▶ **Problem to solve**: Write out every one of the records below word for word, keeping each line unchanged and in the same order.

▶ **Records for this task**:
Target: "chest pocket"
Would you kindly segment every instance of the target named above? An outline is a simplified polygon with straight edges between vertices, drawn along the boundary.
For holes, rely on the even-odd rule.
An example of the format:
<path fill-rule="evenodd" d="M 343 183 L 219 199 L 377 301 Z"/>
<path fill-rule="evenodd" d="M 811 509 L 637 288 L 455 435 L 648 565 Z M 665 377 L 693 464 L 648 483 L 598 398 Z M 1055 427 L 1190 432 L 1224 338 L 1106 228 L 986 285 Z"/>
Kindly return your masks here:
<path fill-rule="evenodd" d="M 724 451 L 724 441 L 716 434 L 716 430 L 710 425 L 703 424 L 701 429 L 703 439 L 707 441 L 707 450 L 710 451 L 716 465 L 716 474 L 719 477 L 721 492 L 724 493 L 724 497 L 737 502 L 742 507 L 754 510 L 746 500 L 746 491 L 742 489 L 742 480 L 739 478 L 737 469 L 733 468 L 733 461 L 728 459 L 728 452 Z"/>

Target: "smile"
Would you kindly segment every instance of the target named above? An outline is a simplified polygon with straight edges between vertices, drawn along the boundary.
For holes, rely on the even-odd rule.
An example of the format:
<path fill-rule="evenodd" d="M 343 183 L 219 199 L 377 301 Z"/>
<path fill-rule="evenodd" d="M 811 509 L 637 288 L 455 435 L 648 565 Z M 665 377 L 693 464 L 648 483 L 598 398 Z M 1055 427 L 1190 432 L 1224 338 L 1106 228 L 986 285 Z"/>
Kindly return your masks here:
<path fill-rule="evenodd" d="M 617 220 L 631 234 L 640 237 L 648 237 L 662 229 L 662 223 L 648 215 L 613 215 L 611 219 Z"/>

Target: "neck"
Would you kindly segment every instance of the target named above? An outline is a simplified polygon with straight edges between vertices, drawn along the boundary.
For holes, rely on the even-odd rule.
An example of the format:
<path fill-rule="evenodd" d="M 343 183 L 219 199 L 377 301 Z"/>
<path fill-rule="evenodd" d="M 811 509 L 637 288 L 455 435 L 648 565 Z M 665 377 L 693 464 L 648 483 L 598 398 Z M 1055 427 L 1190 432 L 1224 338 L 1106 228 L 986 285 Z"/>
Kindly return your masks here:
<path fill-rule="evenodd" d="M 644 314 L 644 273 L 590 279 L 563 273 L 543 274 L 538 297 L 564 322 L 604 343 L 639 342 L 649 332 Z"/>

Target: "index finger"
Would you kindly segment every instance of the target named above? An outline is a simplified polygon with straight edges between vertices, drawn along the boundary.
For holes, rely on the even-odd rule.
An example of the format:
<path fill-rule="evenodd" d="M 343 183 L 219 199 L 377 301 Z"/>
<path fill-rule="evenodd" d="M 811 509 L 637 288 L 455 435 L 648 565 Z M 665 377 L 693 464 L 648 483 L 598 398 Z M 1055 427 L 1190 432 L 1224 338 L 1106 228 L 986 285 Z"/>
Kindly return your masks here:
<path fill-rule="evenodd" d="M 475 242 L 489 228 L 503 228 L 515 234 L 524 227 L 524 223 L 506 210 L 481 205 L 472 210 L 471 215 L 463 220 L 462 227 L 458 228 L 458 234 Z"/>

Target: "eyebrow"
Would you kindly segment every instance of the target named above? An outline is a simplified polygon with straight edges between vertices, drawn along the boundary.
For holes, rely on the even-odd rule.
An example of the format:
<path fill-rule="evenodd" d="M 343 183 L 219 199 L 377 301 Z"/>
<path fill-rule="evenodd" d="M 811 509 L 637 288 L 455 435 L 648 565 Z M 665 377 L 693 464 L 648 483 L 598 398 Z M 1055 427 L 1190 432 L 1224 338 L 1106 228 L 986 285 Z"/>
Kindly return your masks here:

▶ **Final answer**:
Target: "chest pocket"
Would you kindly segment every instance of the target named above? An outline is a simplified polygon with straight edges between vertices, drawn along the boundary.
For holes, rely on the even-odd rule.
An example of the format:
<path fill-rule="evenodd" d="M 343 183 L 219 199 L 377 301 Z"/>
<path fill-rule="evenodd" d="M 811 509 L 637 288 L 455 435 L 648 565 Z M 665 377 L 693 464 L 648 483 L 598 398 Z M 1055 427 L 1190 432 L 1224 338 L 1106 228 L 986 285 Z"/>
Kindly return your masks here:
<path fill-rule="evenodd" d="M 724 451 L 724 441 L 716 434 L 716 430 L 710 425 L 703 424 L 701 429 L 703 439 L 707 441 L 707 450 L 710 451 L 716 465 L 716 474 L 719 477 L 721 492 L 724 493 L 724 497 L 737 502 L 742 507 L 754 510 L 746 500 L 746 491 L 742 489 L 742 480 L 739 478 L 737 469 L 733 468 L 733 461 L 728 459 L 728 452 Z"/>

Target: "smile"
Would you kindly segment every instance of the target named above? An outline is a simplified polygon with straight edges between vertices, drawn along the boundary.
For holes, rely on the even-odd rule.
An example of the format:
<path fill-rule="evenodd" d="M 343 183 L 219 199 L 377 301 Z"/>
<path fill-rule="evenodd" d="M 811 509 L 637 288 L 455 435 L 648 565 Z M 665 377 L 693 464 L 648 483 L 598 398 Z M 1055 427 L 1190 432 L 1224 338 L 1106 228 L 986 285 Z"/>
Kindly return your masks here:
<path fill-rule="evenodd" d="M 617 220 L 631 234 L 640 237 L 648 237 L 662 229 L 662 223 L 648 215 L 613 215 L 611 219 Z"/>

Target: "neck"
Would you kindly segment every instance of the target named above? An outline is a simplified polygon with straight edges between vertices, drawn along the boundary.
For holes, rely on the even-odd rule.
An example of the format:
<path fill-rule="evenodd" d="M 343 183 L 219 199 L 377 301 Z"/>
<path fill-rule="evenodd" d="M 811 509 L 637 288 L 455 435 L 648 565 Z M 665 377 L 693 464 L 648 483 L 598 398 Z M 1055 427 L 1190 432 L 1224 338 L 1106 228 L 986 285 Z"/>
Kindly return your masks here:
<path fill-rule="evenodd" d="M 644 314 L 644 273 L 590 279 L 563 273 L 543 274 L 538 297 L 564 322 L 604 343 L 639 342 L 649 332 Z"/>

Target: "index finger"
Would you kindly segment every instance of the target named above? An outline is a simplified polygon with straight edges between vertices, drawn along the boundary.
For holes, rely on the even-odd rule.
An example of the format:
<path fill-rule="evenodd" d="M 343 183 L 219 199 L 377 301 Z"/>
<path fill-rule="evenodd" d="M 811 509 L 637 288 L 455 435 L 648 565 Z M 665 377 L 693 464 L 648 483 L 598 398 Z M 1055 427 L 1190 432 L 1224 338 L 1106 228 L 986 285 Z"/>
Kindly return your masks here:
<path fill-rule="evenodd" d="M 475 242 L 489 228 L 503 228 L 515 234 L 524 227 L 524 223 L 506 210 L 481 205 L 472 210 L 471 215 L 463 220 L 462 227 L 458 228 L 458 234 Z"/>

Target: "eyebrow"
Would you kindly segment every instance of the target named above? An outline is a simplified polygon with straight edges between vertices, drawn along the boundary.
For holes, rely on the even-odd rule.
An example of the format:
<path fill-rule="evenodd" d="M 343 183 L 219 199 L 377 301 Z"/>
<path fill-rule="evenodd" d="M 811 509 L 637 288 L 455 435 L 648 565 Z M 665 377 L 693 464 L 648 483 L 598 398 Z M 1055 427 L 1190 432 L 1224 338 L 1106 228 L 986 285 Z"/>
Kindly return your masks here:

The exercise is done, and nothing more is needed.